__Source material__:
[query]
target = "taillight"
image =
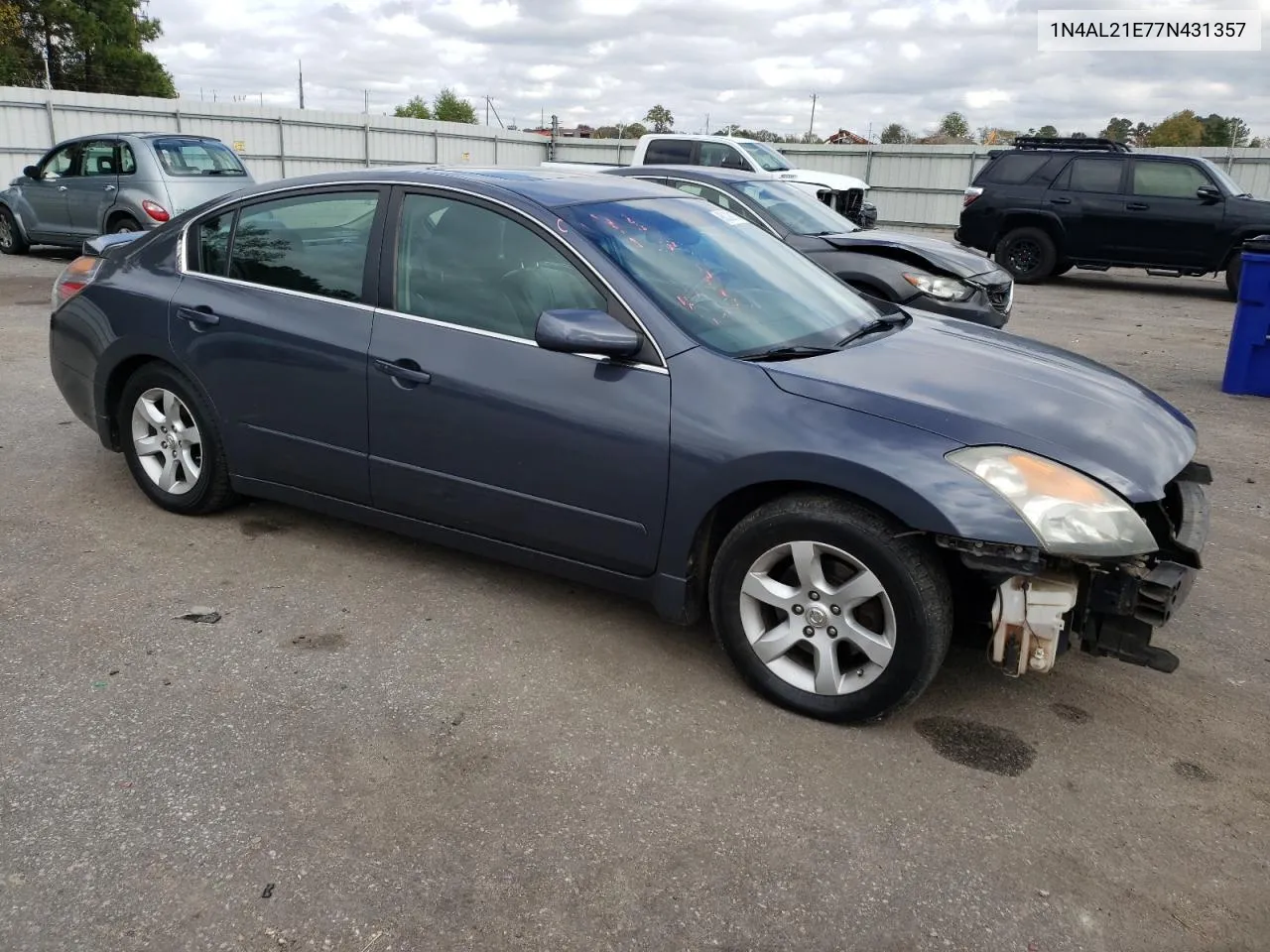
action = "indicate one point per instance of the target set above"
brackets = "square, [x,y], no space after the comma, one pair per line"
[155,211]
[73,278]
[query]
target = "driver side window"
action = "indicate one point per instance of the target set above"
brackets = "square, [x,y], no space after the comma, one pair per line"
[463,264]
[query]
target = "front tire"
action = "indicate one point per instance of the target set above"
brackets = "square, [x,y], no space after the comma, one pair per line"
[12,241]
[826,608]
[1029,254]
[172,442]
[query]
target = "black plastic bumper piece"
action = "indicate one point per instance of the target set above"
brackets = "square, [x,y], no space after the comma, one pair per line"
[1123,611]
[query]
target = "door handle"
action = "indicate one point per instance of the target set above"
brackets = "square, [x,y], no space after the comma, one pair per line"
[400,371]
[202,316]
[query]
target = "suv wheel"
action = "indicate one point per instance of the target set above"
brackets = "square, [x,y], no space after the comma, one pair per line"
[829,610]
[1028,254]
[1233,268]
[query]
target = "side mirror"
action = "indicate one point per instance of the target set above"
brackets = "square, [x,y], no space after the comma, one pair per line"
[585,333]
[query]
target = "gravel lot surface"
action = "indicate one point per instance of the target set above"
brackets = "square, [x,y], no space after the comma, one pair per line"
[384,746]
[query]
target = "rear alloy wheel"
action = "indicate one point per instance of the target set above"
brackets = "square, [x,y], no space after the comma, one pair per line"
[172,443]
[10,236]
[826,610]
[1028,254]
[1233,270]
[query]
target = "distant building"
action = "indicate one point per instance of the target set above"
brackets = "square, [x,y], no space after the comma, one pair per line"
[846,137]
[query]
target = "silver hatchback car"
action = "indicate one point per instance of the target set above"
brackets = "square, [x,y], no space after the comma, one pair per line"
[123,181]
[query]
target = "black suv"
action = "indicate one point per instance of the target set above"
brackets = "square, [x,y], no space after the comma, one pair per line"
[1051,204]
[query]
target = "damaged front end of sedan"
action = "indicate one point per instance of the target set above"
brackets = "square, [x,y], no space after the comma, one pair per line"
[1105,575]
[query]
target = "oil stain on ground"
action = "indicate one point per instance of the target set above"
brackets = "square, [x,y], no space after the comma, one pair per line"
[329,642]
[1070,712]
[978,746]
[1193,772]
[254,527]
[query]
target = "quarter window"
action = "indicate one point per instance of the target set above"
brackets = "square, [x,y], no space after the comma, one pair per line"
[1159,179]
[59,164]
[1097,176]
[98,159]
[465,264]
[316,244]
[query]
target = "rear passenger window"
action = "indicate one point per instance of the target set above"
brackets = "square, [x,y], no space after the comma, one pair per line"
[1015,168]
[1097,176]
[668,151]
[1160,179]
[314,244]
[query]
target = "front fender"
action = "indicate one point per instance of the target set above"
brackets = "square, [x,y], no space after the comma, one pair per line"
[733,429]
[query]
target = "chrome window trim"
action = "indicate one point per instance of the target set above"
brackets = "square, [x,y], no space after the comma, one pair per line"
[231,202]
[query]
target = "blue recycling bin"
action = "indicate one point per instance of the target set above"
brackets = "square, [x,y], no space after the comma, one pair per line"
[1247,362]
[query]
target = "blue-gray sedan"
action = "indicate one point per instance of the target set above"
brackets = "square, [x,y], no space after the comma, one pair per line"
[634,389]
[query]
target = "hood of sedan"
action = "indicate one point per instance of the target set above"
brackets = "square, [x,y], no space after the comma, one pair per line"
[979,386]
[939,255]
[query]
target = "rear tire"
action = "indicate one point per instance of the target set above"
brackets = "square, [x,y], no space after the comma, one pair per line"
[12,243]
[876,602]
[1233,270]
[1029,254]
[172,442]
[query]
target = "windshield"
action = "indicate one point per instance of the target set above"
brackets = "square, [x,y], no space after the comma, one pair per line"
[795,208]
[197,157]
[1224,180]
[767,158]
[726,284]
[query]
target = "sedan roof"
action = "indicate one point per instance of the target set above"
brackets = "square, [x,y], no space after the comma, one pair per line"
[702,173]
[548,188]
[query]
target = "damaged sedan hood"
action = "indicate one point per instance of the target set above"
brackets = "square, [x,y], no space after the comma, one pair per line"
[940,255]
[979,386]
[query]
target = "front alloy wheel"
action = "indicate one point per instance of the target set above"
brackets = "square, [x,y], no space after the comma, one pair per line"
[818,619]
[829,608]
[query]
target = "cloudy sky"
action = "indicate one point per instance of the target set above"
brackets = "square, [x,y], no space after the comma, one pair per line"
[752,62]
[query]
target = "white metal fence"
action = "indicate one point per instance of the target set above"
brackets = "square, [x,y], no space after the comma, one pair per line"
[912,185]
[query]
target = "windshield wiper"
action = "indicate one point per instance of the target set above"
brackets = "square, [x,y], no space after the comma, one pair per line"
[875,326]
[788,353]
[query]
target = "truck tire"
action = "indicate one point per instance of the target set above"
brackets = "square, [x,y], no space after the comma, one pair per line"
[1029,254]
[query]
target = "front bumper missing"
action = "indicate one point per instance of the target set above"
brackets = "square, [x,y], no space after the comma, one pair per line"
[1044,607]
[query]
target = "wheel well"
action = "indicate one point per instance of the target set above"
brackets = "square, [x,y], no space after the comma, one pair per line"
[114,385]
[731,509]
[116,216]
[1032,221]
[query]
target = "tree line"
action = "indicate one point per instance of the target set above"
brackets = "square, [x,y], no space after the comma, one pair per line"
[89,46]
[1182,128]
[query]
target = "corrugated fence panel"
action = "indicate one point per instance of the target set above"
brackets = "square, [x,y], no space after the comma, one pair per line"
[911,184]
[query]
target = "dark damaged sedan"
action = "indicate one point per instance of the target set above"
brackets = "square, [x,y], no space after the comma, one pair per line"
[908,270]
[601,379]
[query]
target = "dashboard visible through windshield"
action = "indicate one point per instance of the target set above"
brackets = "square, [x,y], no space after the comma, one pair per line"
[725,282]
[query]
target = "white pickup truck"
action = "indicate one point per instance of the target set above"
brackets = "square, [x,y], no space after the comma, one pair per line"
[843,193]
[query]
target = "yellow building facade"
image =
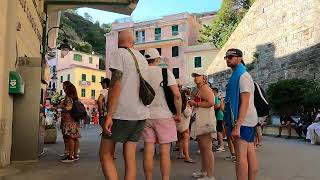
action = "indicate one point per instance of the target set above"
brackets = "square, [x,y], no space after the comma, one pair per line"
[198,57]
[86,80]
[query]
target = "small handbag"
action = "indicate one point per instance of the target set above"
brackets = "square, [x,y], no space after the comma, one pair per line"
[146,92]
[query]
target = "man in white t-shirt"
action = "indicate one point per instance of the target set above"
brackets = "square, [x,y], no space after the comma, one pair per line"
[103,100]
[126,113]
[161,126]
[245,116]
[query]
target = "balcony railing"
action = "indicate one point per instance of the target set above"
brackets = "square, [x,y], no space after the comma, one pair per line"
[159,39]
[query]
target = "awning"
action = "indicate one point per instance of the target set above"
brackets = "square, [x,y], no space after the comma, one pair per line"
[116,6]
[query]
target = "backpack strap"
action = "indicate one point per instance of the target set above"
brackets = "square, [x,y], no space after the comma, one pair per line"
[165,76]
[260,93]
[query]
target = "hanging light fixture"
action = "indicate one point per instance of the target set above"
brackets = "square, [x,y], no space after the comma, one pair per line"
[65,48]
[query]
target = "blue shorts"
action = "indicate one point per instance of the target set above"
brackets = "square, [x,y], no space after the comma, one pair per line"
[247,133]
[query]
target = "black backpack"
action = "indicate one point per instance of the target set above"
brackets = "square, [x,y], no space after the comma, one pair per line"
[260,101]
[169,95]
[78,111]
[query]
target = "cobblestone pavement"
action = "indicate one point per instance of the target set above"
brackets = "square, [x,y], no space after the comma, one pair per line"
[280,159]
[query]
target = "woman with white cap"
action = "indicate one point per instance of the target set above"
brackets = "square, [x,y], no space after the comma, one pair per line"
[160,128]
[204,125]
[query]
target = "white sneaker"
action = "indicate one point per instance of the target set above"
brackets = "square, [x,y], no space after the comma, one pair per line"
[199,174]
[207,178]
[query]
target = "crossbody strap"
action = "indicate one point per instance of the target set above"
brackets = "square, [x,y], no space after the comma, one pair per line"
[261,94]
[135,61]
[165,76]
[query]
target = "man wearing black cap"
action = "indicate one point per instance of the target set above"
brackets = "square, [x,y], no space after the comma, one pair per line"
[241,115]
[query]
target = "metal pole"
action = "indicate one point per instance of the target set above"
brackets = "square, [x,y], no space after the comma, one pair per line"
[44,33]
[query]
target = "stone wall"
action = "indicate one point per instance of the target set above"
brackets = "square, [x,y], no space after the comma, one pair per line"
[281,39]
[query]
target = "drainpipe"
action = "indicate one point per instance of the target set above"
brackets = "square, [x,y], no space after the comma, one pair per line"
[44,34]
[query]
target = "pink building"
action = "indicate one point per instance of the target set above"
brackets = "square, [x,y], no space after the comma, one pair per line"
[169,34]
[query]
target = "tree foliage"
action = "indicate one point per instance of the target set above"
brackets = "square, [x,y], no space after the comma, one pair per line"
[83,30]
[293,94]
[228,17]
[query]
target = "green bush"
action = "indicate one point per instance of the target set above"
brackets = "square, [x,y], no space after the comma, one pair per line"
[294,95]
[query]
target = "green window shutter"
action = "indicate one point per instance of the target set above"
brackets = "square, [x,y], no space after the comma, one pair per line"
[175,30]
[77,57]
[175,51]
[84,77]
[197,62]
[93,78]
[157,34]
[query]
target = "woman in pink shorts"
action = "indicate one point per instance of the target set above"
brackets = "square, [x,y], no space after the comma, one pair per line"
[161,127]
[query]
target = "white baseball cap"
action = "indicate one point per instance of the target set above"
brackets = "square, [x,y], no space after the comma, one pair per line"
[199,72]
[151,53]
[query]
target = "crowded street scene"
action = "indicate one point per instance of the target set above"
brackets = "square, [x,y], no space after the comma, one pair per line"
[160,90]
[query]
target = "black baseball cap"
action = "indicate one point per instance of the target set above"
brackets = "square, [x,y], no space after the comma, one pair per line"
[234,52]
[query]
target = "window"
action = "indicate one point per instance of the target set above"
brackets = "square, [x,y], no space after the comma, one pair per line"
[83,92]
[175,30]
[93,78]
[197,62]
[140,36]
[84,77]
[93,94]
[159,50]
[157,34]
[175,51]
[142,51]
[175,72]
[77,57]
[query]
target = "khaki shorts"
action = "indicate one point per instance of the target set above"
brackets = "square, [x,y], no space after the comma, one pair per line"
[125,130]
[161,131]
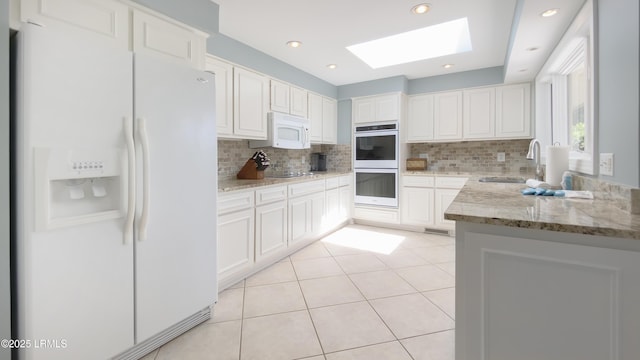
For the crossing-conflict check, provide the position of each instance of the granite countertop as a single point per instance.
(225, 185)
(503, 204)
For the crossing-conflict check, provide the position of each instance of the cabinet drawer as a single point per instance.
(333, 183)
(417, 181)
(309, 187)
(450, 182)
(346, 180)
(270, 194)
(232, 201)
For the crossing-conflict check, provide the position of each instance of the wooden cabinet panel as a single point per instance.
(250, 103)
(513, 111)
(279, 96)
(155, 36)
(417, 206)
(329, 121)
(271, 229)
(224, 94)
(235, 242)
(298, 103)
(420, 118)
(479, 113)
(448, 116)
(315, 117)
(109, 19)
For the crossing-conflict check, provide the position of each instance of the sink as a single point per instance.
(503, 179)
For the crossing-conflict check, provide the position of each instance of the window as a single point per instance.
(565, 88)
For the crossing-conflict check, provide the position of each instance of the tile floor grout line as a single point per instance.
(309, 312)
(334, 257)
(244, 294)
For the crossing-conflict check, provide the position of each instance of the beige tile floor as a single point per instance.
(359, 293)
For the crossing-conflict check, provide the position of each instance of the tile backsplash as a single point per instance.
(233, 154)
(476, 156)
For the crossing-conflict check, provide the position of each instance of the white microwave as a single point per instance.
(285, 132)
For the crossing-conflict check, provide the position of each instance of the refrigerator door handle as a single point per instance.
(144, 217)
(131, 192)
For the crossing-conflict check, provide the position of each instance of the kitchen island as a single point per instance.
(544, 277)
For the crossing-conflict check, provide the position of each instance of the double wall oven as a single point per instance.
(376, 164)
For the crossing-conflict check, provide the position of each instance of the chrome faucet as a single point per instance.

__What is expected__:
In the listing, find each line with the string "shorts" and copy it.

__Output for this task__:
target = "blue shorts"
target = "woman in pink shorts"
target = "khaki shorts"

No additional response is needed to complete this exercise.